» **Task**:
Would you output the entries below only from the line containing "Target: dark bay horse" through the line containing "Would you mind pointing out the horse ear", exactly as they stand and with both ends included?

» **Given entries**:
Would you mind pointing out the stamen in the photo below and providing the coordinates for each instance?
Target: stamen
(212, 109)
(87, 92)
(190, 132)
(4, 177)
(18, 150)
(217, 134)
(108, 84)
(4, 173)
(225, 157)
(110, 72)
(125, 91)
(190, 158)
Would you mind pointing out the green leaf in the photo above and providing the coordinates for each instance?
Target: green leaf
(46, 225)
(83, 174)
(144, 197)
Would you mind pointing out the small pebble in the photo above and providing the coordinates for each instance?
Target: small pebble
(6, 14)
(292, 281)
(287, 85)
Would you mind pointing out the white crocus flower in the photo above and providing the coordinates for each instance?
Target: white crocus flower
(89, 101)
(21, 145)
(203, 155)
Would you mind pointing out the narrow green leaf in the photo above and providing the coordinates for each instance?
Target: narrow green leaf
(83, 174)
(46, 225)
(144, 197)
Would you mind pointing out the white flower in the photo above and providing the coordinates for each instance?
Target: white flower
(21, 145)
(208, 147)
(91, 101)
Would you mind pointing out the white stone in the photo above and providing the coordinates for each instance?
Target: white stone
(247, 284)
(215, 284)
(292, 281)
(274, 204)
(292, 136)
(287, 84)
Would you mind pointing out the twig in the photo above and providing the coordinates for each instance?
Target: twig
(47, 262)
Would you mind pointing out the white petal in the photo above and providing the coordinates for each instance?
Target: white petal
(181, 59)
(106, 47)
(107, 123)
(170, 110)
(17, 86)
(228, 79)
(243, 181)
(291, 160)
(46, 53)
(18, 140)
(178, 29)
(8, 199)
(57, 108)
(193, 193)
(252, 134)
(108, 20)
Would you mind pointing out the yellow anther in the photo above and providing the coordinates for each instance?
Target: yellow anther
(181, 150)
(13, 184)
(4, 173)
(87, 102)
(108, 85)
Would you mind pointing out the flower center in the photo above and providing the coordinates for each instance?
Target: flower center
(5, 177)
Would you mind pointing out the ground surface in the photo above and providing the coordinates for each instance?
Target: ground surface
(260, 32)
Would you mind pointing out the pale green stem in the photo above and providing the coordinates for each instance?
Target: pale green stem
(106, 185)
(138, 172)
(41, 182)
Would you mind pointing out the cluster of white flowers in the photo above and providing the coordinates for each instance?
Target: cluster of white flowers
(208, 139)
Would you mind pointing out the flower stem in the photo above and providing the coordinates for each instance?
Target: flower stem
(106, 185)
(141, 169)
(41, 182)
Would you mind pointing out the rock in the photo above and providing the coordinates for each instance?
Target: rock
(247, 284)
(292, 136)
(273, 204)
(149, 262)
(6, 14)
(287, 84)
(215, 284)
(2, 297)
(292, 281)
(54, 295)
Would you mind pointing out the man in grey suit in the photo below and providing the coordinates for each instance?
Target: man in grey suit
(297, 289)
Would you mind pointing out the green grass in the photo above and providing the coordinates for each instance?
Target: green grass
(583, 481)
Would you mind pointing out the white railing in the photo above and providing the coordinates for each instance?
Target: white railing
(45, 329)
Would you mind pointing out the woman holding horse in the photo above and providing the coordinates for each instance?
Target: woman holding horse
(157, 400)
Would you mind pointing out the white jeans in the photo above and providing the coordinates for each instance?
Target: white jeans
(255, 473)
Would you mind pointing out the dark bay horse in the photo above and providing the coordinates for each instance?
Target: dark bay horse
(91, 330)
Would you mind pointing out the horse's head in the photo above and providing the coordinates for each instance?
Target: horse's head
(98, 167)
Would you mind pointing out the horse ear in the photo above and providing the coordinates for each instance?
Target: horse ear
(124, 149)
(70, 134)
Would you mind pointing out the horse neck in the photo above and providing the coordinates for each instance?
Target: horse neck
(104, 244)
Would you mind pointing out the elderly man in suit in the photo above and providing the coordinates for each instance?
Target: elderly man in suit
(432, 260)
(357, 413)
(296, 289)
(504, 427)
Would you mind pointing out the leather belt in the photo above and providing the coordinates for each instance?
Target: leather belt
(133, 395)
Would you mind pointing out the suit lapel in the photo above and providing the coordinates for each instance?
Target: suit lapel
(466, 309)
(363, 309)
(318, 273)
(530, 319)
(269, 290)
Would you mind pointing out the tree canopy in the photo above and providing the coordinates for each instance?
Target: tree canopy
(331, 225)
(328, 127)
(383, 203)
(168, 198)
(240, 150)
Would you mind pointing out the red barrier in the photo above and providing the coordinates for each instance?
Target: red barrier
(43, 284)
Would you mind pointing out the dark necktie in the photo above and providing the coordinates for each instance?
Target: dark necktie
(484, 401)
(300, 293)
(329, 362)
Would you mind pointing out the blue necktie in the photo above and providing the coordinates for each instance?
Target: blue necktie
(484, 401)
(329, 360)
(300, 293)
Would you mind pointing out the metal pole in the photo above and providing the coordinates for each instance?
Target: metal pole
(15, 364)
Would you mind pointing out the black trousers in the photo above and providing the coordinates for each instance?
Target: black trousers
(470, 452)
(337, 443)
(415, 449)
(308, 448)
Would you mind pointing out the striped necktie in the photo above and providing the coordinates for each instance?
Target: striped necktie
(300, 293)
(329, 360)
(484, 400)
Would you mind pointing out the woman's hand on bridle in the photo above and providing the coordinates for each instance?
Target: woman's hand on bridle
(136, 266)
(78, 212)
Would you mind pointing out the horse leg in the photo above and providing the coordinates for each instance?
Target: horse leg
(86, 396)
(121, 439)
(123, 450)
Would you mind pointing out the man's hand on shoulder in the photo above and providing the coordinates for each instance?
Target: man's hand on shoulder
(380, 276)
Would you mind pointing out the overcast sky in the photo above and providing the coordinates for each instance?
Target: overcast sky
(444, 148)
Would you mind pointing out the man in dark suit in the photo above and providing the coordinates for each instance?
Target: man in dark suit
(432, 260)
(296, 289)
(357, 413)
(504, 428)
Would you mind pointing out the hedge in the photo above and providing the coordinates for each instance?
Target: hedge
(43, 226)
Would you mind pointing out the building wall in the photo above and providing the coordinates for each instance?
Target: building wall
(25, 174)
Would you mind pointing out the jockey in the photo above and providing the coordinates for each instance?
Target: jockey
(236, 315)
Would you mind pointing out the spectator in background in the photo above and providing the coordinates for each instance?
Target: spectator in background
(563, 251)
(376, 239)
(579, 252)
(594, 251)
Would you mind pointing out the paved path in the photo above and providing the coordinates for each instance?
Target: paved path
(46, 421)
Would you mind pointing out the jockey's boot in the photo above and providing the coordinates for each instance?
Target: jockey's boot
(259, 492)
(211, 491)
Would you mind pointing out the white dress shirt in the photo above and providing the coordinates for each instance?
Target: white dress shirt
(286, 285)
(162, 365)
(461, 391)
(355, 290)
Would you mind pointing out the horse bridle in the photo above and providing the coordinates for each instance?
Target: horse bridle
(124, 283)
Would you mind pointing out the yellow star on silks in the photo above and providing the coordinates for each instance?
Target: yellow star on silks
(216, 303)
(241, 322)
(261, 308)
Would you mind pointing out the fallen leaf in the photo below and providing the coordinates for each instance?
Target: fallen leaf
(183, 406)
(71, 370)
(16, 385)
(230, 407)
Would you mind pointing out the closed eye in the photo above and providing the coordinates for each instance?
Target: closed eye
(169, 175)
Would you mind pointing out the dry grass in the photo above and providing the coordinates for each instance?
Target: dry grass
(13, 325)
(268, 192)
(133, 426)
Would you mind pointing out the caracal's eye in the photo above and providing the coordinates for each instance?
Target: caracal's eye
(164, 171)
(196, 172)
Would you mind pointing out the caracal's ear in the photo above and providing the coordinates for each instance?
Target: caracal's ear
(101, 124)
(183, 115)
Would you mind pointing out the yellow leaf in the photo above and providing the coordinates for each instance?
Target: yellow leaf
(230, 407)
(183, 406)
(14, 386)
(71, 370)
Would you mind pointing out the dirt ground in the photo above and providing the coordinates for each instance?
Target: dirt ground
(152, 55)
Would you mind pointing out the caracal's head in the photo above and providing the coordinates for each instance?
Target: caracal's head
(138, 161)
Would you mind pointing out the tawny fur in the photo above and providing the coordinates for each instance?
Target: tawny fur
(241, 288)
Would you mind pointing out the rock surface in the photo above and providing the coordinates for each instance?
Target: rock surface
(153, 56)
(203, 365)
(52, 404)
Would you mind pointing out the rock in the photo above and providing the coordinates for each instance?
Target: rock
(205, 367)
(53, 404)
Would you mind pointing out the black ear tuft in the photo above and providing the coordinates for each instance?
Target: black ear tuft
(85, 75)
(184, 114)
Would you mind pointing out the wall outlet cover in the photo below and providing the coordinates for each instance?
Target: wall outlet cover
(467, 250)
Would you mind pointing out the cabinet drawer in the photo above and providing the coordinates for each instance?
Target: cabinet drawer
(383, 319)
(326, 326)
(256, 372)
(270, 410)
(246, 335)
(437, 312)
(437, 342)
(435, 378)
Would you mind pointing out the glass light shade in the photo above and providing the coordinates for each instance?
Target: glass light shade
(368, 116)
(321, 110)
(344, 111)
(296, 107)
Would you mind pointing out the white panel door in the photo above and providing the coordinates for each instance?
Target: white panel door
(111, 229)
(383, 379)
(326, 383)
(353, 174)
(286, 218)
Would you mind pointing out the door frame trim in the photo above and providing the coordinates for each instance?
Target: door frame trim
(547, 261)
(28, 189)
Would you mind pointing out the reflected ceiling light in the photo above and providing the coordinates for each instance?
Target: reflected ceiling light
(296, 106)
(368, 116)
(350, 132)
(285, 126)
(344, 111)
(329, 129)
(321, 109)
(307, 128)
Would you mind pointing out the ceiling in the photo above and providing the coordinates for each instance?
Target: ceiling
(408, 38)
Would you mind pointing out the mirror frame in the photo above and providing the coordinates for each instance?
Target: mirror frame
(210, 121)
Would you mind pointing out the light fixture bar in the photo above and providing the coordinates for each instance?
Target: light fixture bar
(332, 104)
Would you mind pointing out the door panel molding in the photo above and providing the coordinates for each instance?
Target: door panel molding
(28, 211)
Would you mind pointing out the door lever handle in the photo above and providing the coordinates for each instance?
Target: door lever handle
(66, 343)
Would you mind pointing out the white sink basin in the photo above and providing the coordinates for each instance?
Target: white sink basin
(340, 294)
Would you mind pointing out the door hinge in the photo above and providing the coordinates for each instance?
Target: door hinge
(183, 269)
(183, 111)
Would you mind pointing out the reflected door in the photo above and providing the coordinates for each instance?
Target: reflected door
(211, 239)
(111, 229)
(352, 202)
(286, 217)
---
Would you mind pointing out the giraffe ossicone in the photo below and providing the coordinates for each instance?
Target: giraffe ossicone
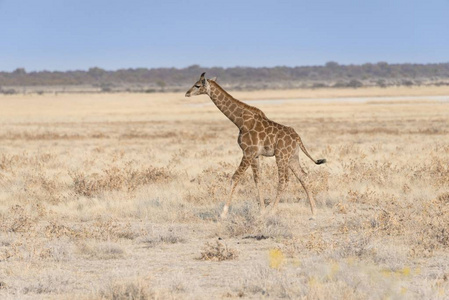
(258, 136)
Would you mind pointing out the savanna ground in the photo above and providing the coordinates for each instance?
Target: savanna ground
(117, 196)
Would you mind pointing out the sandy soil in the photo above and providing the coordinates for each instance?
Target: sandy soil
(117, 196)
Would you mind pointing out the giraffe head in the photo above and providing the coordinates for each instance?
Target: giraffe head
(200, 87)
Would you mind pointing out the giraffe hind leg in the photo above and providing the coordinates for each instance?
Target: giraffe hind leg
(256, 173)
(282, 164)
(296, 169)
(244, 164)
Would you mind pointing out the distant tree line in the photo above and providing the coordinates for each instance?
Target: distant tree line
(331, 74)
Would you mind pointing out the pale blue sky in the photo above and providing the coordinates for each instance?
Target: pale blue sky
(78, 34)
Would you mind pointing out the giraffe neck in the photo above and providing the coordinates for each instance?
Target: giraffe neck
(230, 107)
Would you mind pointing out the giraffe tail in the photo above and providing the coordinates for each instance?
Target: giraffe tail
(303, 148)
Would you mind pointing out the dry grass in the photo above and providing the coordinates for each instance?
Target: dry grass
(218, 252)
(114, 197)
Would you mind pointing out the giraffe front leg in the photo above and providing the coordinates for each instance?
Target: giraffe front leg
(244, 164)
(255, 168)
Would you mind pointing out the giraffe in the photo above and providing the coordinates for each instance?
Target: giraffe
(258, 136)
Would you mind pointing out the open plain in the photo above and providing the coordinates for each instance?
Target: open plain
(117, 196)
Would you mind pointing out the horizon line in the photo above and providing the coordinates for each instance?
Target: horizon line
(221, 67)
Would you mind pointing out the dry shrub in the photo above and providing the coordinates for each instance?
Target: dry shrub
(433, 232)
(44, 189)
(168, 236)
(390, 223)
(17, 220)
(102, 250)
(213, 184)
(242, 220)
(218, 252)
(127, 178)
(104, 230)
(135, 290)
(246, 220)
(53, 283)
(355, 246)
* * *
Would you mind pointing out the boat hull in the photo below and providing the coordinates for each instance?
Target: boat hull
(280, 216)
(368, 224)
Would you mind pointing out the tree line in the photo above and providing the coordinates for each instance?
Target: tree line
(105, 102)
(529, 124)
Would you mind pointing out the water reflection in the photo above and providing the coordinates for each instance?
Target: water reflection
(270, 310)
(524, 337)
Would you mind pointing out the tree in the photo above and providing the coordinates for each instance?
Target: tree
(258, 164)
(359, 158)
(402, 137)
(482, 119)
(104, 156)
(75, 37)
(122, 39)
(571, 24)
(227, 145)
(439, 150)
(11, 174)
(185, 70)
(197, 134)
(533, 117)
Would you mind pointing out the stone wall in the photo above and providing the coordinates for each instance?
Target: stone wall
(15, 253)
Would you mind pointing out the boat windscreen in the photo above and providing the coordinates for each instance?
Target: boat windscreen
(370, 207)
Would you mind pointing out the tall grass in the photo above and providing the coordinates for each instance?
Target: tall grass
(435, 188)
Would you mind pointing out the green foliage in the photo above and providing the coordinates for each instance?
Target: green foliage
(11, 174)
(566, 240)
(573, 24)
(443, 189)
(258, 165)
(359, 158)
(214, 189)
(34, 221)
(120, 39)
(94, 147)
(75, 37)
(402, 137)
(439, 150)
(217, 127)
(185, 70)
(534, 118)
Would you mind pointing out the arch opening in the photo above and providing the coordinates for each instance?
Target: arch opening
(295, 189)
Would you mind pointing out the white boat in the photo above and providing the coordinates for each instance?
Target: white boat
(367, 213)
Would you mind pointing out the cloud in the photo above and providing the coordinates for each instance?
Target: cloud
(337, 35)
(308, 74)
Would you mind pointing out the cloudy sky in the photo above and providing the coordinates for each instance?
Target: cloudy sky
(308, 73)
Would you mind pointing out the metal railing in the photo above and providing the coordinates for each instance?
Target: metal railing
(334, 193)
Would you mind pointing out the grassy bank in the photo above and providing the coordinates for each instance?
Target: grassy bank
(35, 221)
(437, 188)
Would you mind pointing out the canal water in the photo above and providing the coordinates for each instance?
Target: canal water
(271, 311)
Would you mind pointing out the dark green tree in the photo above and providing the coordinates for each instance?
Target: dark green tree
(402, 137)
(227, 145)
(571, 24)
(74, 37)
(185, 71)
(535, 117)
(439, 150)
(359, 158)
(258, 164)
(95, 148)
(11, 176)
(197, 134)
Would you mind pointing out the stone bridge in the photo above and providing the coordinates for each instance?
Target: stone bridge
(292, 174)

» **Answer section**:
Target: dark bay horse
(91, 330)
Would you mind pointing out the horse's head in the photo above and providing the coordinates for each instance?
Target: horse's head
(98, 167)
Would you mind pointing out the horse ear in the photo above and providing the coordinates for each instance?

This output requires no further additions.